[Opening DOCUMENT TEXT section]

Just producing the fuel for this would require an industrial base way beyond that for antibiotics. You can’t make precision ultracentifuges in a smithy. And the having to be near uranium sources is going to restrict your location much more than other options.
Don’t get me wrong, I’d be all for the new colony to work as sustainably as possible. I’d assume all the tech brought through would include solar and wind-power options. But you’re not going to smelt iron for tools without some form of carbon for reduction. Just not going to happen.
That was kind of the point I was making
However even animals with no knowledge or fear of humans, when faced with a choice of two targets, one that at the least throws things, and makes startling unpredictable noises, and something that reacts by going “baaaaaa” and running away, will tend to attack the sheep. Unlike in the movies, where predators get determined that human this Shall Be Theirs, real predators want dinner that isn’t going to injure them if at all possible.
It would be extremely interesting to find out what animals had survived. I think we make a lot of assumptions about what wiped stuff out really.
From my understanding, H/Gs spend less than 20 hours per week gathering food – with modern methods (and modern food preparation and preservation), this leaves a ton of leisure time even if nearly everyone is engaged in H/G.
We’ll have a whole planet sans people. We don’t need population control – we can just expand.

[Closing DOCUMENT TEXT section]
[Opening EXERCISE DATA section]

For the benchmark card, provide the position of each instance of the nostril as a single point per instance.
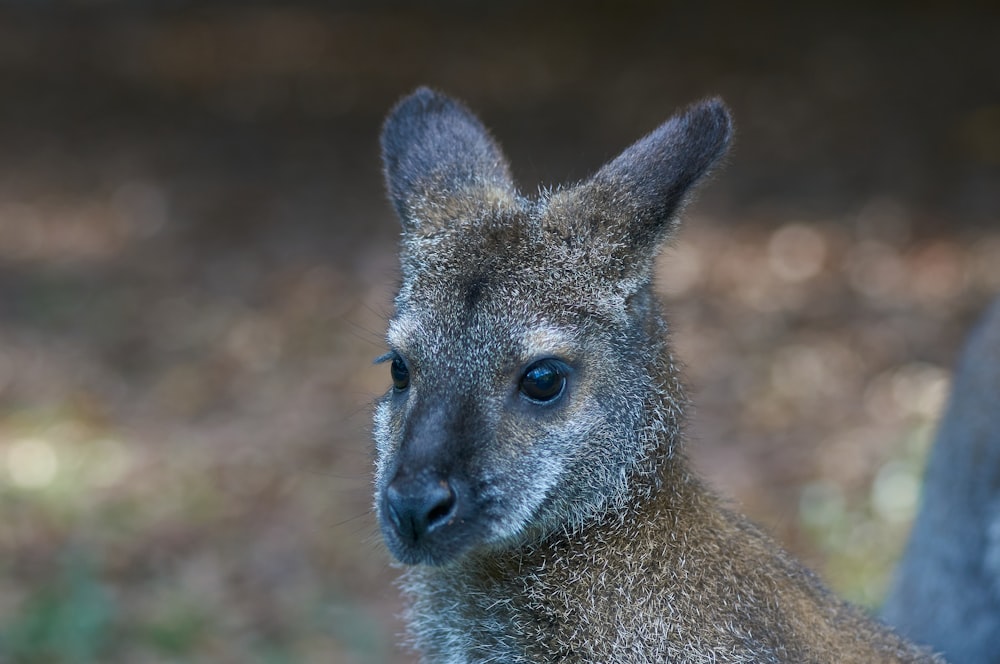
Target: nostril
(417, 508)
(446, 500)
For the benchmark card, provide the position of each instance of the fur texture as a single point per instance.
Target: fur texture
(947, 588)
(565, 528)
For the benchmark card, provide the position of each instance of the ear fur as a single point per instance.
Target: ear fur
(634, 200)
(439, 160)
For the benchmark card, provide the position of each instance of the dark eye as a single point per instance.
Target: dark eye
(400, 374)
(543, 381)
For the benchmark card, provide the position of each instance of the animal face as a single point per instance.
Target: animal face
(526, 355)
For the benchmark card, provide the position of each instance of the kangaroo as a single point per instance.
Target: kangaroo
(947, 587)
(530, 467)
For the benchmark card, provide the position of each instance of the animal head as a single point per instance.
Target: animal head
(531, 378)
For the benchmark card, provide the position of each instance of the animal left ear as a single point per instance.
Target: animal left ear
(633, 201)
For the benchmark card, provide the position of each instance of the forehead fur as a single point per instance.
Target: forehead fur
(532, 253)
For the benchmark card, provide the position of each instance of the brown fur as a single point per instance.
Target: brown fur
(566, 529)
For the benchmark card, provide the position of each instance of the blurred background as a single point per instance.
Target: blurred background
(196, 262)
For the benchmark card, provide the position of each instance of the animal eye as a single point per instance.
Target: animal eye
(400, 374)
(543, 381)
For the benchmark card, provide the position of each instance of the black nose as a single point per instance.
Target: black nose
(418, 506)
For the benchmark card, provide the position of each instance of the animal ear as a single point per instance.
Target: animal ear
(634, 200)
(439, 160)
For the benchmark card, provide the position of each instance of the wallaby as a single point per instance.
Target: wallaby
(947, 587)
(530, 466)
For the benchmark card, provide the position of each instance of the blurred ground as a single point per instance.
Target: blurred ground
(196, 261)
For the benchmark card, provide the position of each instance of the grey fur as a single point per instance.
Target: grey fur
(568, 530)
(947, 588)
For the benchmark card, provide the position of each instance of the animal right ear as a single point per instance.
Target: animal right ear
(438, 160)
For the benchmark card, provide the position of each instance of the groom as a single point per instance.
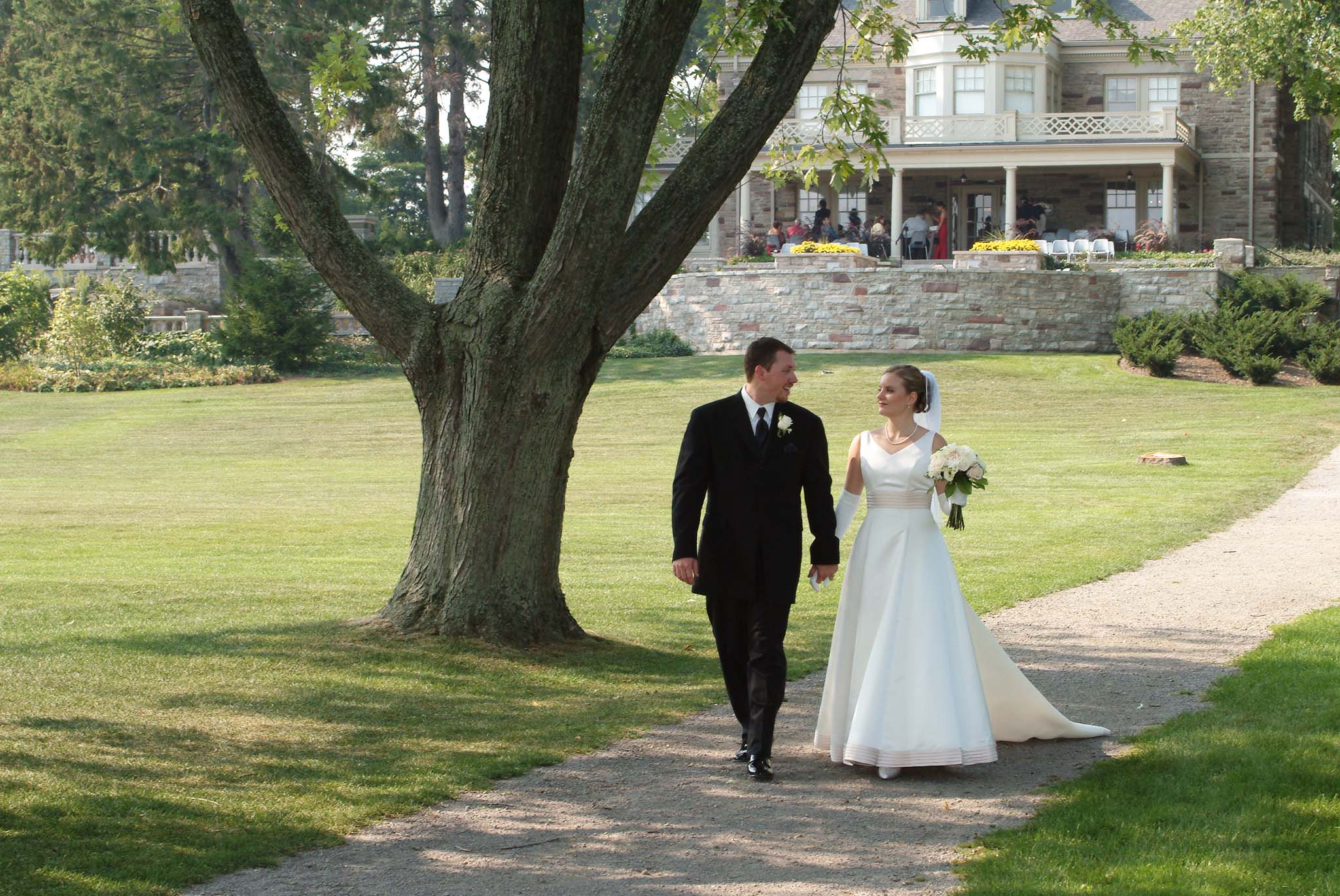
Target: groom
(750, 456)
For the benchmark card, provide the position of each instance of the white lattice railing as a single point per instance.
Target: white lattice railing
(90, 258)
(1008, 128)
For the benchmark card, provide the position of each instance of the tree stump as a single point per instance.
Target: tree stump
(1165, 458)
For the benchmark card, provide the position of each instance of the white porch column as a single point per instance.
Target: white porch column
(1170, 203)
(745, 212)
(896, 207)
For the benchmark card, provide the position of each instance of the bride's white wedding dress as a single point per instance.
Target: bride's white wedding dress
(914, 677)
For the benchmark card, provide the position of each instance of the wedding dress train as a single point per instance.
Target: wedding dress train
(914, 677)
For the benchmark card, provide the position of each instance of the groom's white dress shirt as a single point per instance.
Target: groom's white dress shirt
(752, 406)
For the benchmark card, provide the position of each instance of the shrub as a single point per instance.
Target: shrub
(203, 349)
(77, 334)
(353, 355)
(126, 375)
(658, 343)
(1152, 236)
(1246, 345)
(24, 311)
(120, 309)
(1153, 341)
(1007, 245)
(277, 314)
(420, 269)
(1322, 356)
(1259, 369)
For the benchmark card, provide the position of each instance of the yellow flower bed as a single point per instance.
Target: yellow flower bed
(1007, 245)
(830, 248)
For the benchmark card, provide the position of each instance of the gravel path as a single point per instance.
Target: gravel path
(669, 815)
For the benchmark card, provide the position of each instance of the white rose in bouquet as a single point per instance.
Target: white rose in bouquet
(960, 468)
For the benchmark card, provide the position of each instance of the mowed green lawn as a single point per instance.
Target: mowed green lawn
(180, 690)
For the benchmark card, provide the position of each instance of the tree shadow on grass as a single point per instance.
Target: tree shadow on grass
(667, 815)
(254, 742)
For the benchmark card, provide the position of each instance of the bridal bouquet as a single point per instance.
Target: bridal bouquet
(962, 470)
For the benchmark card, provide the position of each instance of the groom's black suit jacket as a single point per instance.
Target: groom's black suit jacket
(750, 534)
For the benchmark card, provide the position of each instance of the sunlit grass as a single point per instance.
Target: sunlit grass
(180, 694)
(1240, 799)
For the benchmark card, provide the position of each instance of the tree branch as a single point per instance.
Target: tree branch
(537, 46)
(390, 311)
(672, 222)
(634, 82)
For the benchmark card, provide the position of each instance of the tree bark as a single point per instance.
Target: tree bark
(432, 130)
(500, 375)
(456, 122)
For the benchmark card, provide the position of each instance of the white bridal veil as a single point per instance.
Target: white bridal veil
(930, 419)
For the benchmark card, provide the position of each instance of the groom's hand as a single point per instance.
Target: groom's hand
(824, 571)
(686, 570)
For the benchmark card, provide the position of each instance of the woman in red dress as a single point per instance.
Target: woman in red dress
(942, 233)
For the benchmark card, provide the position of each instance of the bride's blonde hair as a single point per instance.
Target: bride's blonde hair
(913, 381)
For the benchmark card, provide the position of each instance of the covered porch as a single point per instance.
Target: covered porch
(987, 188)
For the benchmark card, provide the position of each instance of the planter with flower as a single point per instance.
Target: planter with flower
(824, 255)
(1001, 255)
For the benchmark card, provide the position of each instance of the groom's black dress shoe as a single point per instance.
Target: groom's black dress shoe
(760, 768)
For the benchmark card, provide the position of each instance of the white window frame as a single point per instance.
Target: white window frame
(1127, 85)
(956, 7)
(932, 95)
(979, 88)
(810, 99)
(1145, 85)
(1159, 83)
(1020, 94)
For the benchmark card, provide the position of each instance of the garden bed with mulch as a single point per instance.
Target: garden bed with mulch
(1207, 370)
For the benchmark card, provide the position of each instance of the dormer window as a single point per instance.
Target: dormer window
(969, 90)
(941, 10)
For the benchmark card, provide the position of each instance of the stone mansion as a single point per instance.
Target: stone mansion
(1072, 126)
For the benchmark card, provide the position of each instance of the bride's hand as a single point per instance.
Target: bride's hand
(824, 571)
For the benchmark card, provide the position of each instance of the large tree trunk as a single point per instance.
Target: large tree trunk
(432, 125)
(554, 277)
(456, 122)
(484, 556)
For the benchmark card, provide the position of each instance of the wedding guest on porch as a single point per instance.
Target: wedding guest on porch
(823, 227)
(915, 230)
(879, 237)
(941, 232)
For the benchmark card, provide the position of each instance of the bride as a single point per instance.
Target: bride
(914, 678)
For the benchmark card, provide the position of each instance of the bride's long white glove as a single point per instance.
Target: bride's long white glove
(846, 511)
(960, 498)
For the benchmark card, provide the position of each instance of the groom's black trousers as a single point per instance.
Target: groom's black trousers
(749, 636)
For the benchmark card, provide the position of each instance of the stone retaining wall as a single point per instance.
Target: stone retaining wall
(906, 310)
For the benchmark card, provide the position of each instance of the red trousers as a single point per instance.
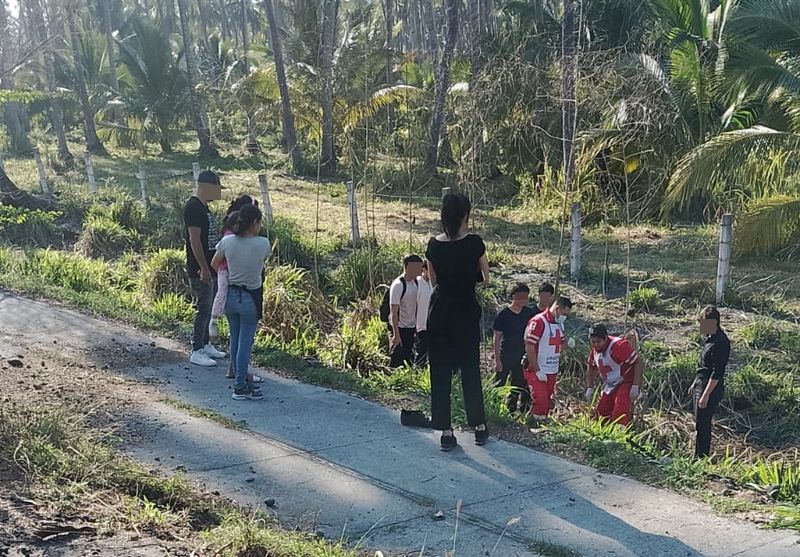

[Closing EXERCISE DATA section]

| DIRECTIONS |
a – In the colony discussion, how much time per week do H/Gs spend gathering food?
b – Summarize the colony discussion in two sentences.
c – Update the part of the colony discussion that opens with the words containing "Just producing the" and closes with "going to happen.", changing "iron" to "copper".
Answer using only the colony discussion.

| YOUR RESPONSES |
a – Less than 20 hours per week.

b – The colony discussion says that producing the fuel in question would need an industrial base far beyond that for antibiotics and nearness to uranium sources, and that smelting iron for tools requires carbon for reduction even if solar and wind power are brought along. It also says that predators will tend to attack sheep rather than humans, that H/Gs spend less than 20 hours per week gathering food, and that a whole planet without people means expansion rather than population control.

c –
Just producing the fuel for this would require an industrial base way beyond that for antibiotics. You can’t make precision ultracentifuges in a smithy. And the having to be near uranium sources is going to restrict your location much more than other options.
Don’t get me wrong, I’d be all for the new colony to work as sustainably as possible. I’d assume all the tech brought through would include solar and wind-power options. But you’re not going to smelt copper for tools without some form of carbon for reduction. Just not going to happen.